**AIM OF THE TASK**: In this exercise, return the whole listing exactly, excluding any images.
§ §
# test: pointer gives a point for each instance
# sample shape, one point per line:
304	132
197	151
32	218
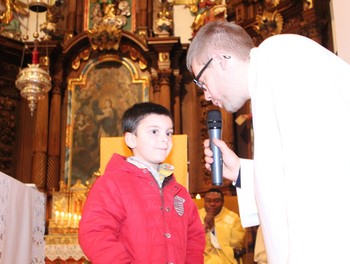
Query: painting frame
106	87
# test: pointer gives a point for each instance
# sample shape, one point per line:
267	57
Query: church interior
69	70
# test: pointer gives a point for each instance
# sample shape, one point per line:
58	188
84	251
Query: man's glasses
196	78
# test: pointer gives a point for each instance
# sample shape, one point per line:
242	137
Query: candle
57	215
75	221
69	218
62	218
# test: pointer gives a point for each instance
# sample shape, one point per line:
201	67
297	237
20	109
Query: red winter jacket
127	218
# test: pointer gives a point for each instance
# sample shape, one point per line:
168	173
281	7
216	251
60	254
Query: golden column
39	159
53	172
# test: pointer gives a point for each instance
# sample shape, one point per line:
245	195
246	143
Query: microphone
214	130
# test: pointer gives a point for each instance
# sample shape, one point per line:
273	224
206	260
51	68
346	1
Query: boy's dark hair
217	191
132	116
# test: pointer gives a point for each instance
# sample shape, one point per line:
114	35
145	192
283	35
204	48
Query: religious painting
96	102
120	12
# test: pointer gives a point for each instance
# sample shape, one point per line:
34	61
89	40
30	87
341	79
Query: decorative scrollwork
108	19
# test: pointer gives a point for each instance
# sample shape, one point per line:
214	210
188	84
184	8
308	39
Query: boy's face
152	141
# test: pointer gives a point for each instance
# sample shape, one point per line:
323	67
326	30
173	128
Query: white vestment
300	176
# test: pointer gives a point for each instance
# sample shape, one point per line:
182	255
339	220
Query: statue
205	11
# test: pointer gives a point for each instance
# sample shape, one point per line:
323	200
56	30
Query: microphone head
214	119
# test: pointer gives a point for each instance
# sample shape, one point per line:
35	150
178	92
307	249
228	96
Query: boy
137	212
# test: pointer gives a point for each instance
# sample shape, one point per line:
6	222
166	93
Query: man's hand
231	162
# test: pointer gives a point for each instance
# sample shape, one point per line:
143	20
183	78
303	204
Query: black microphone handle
216	166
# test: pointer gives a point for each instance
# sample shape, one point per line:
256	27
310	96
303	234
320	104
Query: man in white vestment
297	185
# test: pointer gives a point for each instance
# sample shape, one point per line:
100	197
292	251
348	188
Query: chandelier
33	81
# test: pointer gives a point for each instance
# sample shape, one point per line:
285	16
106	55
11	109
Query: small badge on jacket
179	205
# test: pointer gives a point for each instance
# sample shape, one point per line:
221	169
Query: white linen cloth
22	222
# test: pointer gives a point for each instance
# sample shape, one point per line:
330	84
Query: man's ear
129	139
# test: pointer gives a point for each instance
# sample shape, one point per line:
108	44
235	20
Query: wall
341	31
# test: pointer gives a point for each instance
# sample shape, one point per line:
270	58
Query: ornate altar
62	240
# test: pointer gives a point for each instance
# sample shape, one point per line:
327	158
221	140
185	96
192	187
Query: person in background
224	231
137	212
298	180
260	256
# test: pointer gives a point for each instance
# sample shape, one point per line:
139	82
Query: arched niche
101	85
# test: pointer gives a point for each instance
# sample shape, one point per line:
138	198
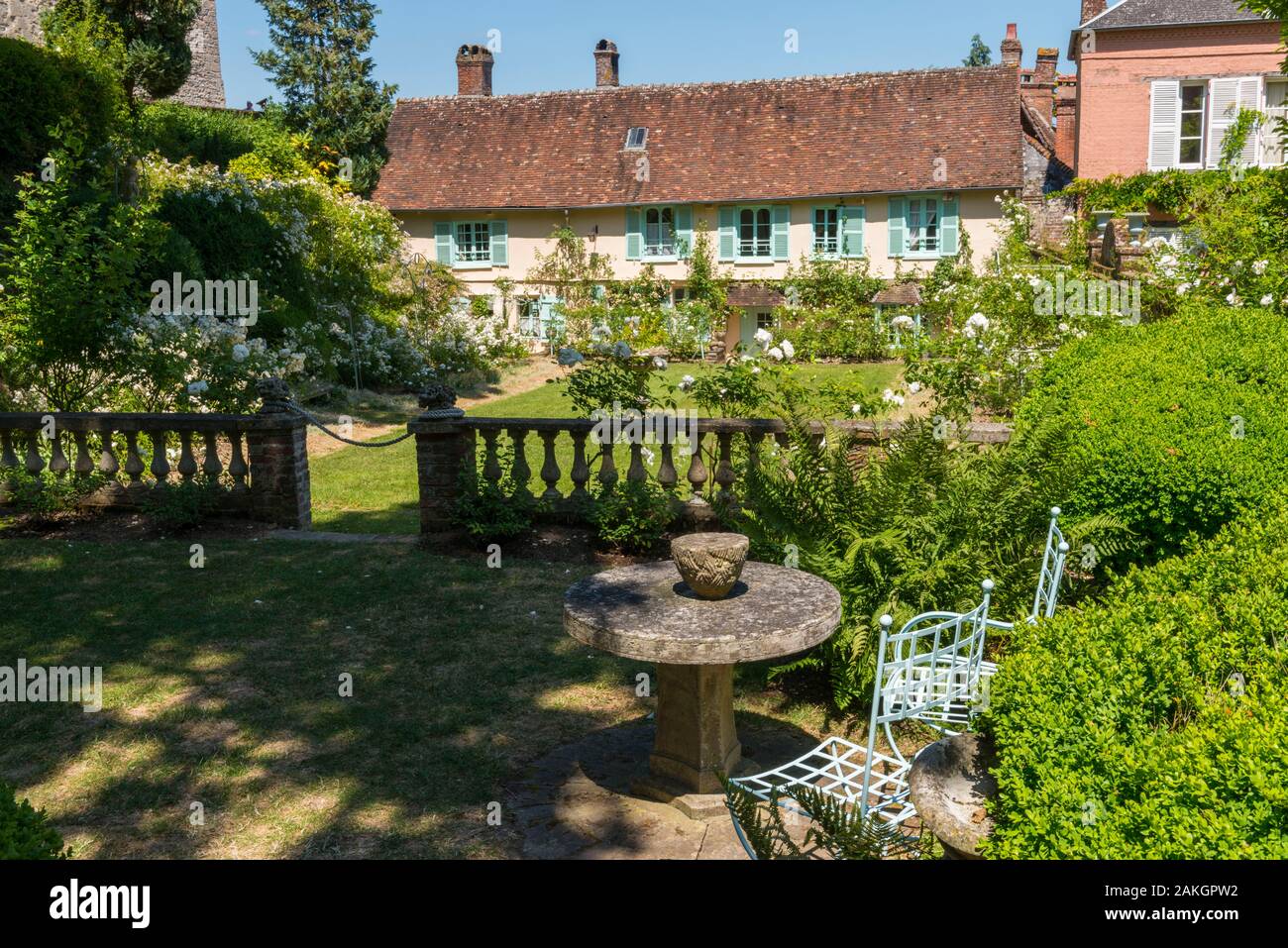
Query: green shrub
210	137
1177	427
490	510
1153	725
43	494
25	832
632	515
181	505
43	89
§ §
**COMPLETED EXERCISE**:
# test: pointer gives a point for each instance
# sample shape, one point per line:
304	132
197	151
32	218
Query: painting frame
106	87
# test: pointer gives a point for each instance
# sample shape, one point per line:
267	57
Query: church interior
69	70
# test: pointer gives a point for each instance
# sample shape, one point per line:
58	188
84	251
Query: man's glasses
196	78
# test: pointer gives a point for each instance
# sample shape, one point per line:
242	137
Query: candle
57	215
75	221
69	218
62	218
# test: pointer gives a point for each instance
# sample shape, one point per line:
201	67
297	237
20	109
Query: red winter jacket
127	218
# test: pointer gives a point for each instance
# sample shape, one point per line:
168	173
281	7
216	251
60	254
Query: golden column
39	159
53	172
# test: pointer gives a point for each instance
# sample shape, one point per line:
245	195
246	143
Query: microphone
214	130
# test: pointer gives a point for each instance
# sample shape, one point per line:
273	224
206	260
51	68
346	1
Query: boy's dark hair
217	191
132	116
# test: pointer gives a point for each instance
# sample shape, one point per line:
114	35
145	192
283	35
204	48
Query: religious painting
96	102
120	12
# test: pointer gives a point for each instance
# sample shape, one point per line:
34	61
89	40
30	87
341	79
Query: decorative scrollwork
108	19
# test: pointer gives a point for each instance
# sample shape, one point per line:
214	210
188	84
184	8
308	39
Query: boy's face
152	141
# test: pointer gives a point for each instance
# sample shape, one point per line:
323	67
326	30
173	128
Query: white vestment
300	176
# test: pointer gives a point for each instance
# sample shape, one point per line:
182	255
339	220
Query: statue
205	11
# test: pointer gives a point for each instance
# sample shape, one point per line:
323	200
56	30
Query: microphone head
214	119
# test: pointer gives a point for each instance
# sample shape, one point per line:
35	150
178	92
307	249
228	96
Query: boy
137	212
# test: pointer gives a point for each instance
# sample shape, one point per line:
6	222
166	93
Query: man's hand
231	162
# test: pointer gives a point for each instance
# sample shape, one point per line:
143	20
183	78
303	204
Query: black microphone handle
216	166
# test: pointer gives a point for each instance
# sample shape, one point per line:
256	27
310	96
303	234
320	104
Query: man in white vestment
297	185
# test: pointer gives a point for each instance
# sample shape, one point per line:
100	197
292	251
348	188
Query: chandelier
33	81
# test: pointer gives a point for each instance
# sample shape, one point per line:
285	16
106	55
11	109
Query: small badge on jacket
179	205
# test: pointer gives a point for each instance
# sample shape, one point per line:
221	169
Query: white linen cloth
22	222
# test: pointer gives a point for each instance
# sample shape, one point per line:
330	84
Query: man's ear
129	139
# test: pointer gives a point for each instance
# sample shape, one point per line:
108	44
235	20
Query: wall
341	31
# test: pointer gives a point for each instance
# sample shape, one point per line:
270	58
Query: ornate altar
62	240
# test: pointer gives a point for each instance
# sample shape, one point per line:
327	158
221	140
185	96
192	187
Query: person in background
224	231
137	212
298	180
260	256
# test: pointer gives a point for each instance
# sample shape, one point per line:
139	82
Query: arched niche
101	85
# test: pointer gives a point for each instance
# sample shape, one point per line:
138	198
Query: green shrub
210	137
1177	427
490	510
1153	725
43	494
25	832
632	515
181	505
43	89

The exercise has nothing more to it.